Meskipun pada Januari 2018 silam Kapolri Jenderal Tito Karnavian pernah 13 aturan sebagai pedoman bagi jajaran Polri untuk bersikap netral dalam Pilkada Serentak 2018 dan Pemilu 2019, namun itu nampaknya belum cukup menjawab keraguan masyarakat, termasuk oleh Presiden RI ke-6 Susilo Bambang Yudhoyono (SBY) yang saat ini menjadi Ketua Umum Partai Demokrat.
SBY: Ada Oknum Polri, TNI, BIN Tak Netral
Dalam konferensi pers sebelum kampanye akbar pasangan calon Gubernur dan calon Wakil Gubernur Jawa Barat Deddy Mizwar-Dedi Mulyadi di Bogor, SBY menyebutkan sejumlah tanda-tanda ketidaknetralan oknum Badan Inteligen Negara (BIN), TNI, Polri dalam pelaksanaan proses politik di Tanah Air. Bahkan SBY mengaku siap diciduk atas pernyataannya tersebut. SBY berpesan agar BIN, TNI dan Polri bisa menjaga netralitas dalam Pilkada Serentak 2018.
“Yang saya sampaikan (soal) ketidaknetralan oleh oknum BIN, TNI, Polri nyata adanya. Bukan hoaks. Sekali lagi ini oknum. Namanya BIN, Polri, dan TNI itu baik. Saya pernah hampir 30 tahun di wilayah itu dan kalau ada kesalahan, tidak ada prajurit yang salah. Yang salah adalah petingginya yang keblinger,” kata SBY, Sabtu (23/6).
Dia menyebutkan, salah satu bukti terjadinya kecurangan dalam pelaksanaan Pilkada DKI 2017 lalu. Menurut dia, meski pihaknya sudah menerima kekalahan, namun keganjilan itu nyata terjadi. Tak hanya di Jakarta, SBY turut buka-bukaan terkait ketidaknetralan BIN, TNI, dan Polri di sejumlah wilayah di Indonesia. Dia juga berpesan kepada warga untuk berani bersuara jika menemukan kecurangan dan ketidaknetralan oknum tertentu.

## Tugas dan Latihan
a. Jawablah pertanyaan berikut berdasarkan teks tentang netralitas aparat dalam pilkada.
(i) Jabatan apa yang saat ini dipegang SBY?
(ii) Di kota mana konferensi pers SBY diadakan?
(iii) Berapa lama SBY mengaku pernah berada di lingkungan BIN, TNI, dan Polri?
b. Tuliskan lanjutan teks tentang netralitas aparat dalam pilkada, dimulai setelah kalimat terakhirnya.
Data di bawah ini tidak digunakan dalam tugas mana pun.

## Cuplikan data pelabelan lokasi

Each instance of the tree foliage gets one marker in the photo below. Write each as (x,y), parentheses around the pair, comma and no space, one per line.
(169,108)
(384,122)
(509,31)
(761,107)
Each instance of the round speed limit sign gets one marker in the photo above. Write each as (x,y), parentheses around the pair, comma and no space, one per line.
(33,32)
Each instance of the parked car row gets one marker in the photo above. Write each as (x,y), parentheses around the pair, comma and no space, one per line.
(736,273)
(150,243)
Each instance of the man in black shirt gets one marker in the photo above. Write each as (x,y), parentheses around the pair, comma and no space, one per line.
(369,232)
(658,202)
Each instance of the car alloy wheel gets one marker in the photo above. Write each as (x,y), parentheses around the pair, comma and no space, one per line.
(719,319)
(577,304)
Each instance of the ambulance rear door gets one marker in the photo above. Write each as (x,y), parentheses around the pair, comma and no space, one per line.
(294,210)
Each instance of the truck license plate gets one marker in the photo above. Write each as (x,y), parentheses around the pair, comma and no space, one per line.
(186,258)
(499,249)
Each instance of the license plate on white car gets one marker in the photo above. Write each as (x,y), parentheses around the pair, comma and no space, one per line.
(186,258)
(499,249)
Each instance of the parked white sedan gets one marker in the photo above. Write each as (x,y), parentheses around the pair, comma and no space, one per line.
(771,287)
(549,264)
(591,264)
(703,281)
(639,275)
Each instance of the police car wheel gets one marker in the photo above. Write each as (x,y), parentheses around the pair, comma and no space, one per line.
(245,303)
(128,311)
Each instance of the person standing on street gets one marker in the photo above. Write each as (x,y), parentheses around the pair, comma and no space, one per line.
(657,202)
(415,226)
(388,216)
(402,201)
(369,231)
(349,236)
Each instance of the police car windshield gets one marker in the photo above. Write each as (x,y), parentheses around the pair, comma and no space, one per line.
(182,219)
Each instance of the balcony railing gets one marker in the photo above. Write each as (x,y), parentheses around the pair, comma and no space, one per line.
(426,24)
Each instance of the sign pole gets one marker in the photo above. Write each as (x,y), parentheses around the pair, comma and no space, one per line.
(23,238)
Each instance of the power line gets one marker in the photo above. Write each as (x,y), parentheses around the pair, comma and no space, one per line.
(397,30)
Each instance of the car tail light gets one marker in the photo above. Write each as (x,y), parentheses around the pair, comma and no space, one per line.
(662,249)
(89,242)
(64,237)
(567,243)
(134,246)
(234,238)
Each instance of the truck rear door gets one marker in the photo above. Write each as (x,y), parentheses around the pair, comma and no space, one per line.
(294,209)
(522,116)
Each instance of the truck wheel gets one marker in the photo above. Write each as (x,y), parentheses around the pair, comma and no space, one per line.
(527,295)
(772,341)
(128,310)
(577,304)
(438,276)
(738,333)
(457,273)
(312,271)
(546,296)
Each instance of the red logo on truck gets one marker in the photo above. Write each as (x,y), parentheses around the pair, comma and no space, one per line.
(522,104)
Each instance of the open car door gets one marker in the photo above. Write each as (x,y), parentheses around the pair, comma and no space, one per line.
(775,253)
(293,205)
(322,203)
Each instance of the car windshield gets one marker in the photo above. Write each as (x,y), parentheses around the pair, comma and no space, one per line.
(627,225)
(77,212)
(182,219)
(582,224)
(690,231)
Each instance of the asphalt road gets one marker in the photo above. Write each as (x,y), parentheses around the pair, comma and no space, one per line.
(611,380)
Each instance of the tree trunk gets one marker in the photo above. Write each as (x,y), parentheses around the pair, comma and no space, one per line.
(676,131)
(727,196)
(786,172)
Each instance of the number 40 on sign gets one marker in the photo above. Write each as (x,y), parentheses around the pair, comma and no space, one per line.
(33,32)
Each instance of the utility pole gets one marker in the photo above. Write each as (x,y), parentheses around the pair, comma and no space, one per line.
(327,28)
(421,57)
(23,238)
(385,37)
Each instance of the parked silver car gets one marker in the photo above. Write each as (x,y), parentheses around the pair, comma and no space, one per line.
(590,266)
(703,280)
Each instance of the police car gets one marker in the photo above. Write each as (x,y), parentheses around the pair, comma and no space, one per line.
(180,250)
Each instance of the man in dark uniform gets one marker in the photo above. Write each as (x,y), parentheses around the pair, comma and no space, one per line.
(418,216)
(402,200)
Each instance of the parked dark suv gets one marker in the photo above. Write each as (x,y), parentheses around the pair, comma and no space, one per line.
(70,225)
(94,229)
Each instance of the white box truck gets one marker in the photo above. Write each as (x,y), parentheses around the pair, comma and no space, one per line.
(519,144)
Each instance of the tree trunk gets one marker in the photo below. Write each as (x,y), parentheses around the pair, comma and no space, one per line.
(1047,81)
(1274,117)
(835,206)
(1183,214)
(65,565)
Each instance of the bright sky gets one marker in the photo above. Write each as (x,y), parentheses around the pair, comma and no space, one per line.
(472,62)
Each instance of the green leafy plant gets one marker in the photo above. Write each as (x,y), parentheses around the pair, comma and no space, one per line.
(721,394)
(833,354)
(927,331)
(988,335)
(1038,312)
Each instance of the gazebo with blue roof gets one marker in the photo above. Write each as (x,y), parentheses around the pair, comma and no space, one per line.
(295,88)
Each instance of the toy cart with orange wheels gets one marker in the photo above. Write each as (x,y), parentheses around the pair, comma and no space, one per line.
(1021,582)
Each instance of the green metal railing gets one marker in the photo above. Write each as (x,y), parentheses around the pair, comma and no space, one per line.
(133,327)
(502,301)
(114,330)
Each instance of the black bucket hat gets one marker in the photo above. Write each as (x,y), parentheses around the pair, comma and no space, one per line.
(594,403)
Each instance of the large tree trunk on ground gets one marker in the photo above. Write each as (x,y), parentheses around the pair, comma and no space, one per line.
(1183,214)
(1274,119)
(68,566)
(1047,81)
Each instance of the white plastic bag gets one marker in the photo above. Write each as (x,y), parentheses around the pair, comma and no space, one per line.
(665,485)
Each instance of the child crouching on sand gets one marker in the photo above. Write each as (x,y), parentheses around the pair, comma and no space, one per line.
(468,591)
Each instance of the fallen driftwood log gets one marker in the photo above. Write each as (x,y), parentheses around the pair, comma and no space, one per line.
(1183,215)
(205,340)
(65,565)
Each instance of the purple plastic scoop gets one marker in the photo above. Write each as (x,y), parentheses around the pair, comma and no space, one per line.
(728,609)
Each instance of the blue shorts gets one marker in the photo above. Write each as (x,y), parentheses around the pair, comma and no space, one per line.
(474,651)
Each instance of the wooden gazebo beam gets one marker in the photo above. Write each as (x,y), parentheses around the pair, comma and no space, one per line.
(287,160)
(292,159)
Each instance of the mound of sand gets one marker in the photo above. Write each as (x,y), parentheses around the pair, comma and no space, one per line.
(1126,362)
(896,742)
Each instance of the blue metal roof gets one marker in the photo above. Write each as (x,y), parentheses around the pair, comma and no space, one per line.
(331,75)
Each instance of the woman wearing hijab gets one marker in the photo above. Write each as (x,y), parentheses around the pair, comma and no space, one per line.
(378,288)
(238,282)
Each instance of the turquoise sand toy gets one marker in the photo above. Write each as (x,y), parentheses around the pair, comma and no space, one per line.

## Hasil Akhir
a.
(i) Ketua Umum Partai Demokrat.
(ii) Bogor.
(iii) Hampir 30 tahun.

b.
“Mungkin rakyat tidak berani menyampaikan hal yang menurut mereka kasar sekali, kok terang-terangan. SBY (juga) warga negara biasa, warga Cikeas yang bicara. Kalau pernyataan saya ini membuat intelijen dan kepolisian tidak nyaman dan ingin menciduk saya, silakan,” katanya.
Menurut dia, di Pilkada DKI Jakarta 2017 lalu, Partai Demokrat mengusung Agus Harimurti Yudhoyono-Sylviana Murni sebagai calon gubernur dan calon wakil gubernur. Namun, begitu memasuki masa kampanye, Sylvi terus diganggu.
“Calon wagub berkali-kali dipanggil oleh kepolisian. Suaminya juga dibegitukan. Termasuk kurang sekian jam, Antasari (Antasari Azhar) mengeluarkan statement yang merugikan nama SBY. Sudah diadukan ke polisi (tapi) sampai sekarang belum ada (perkembangan),” katanya.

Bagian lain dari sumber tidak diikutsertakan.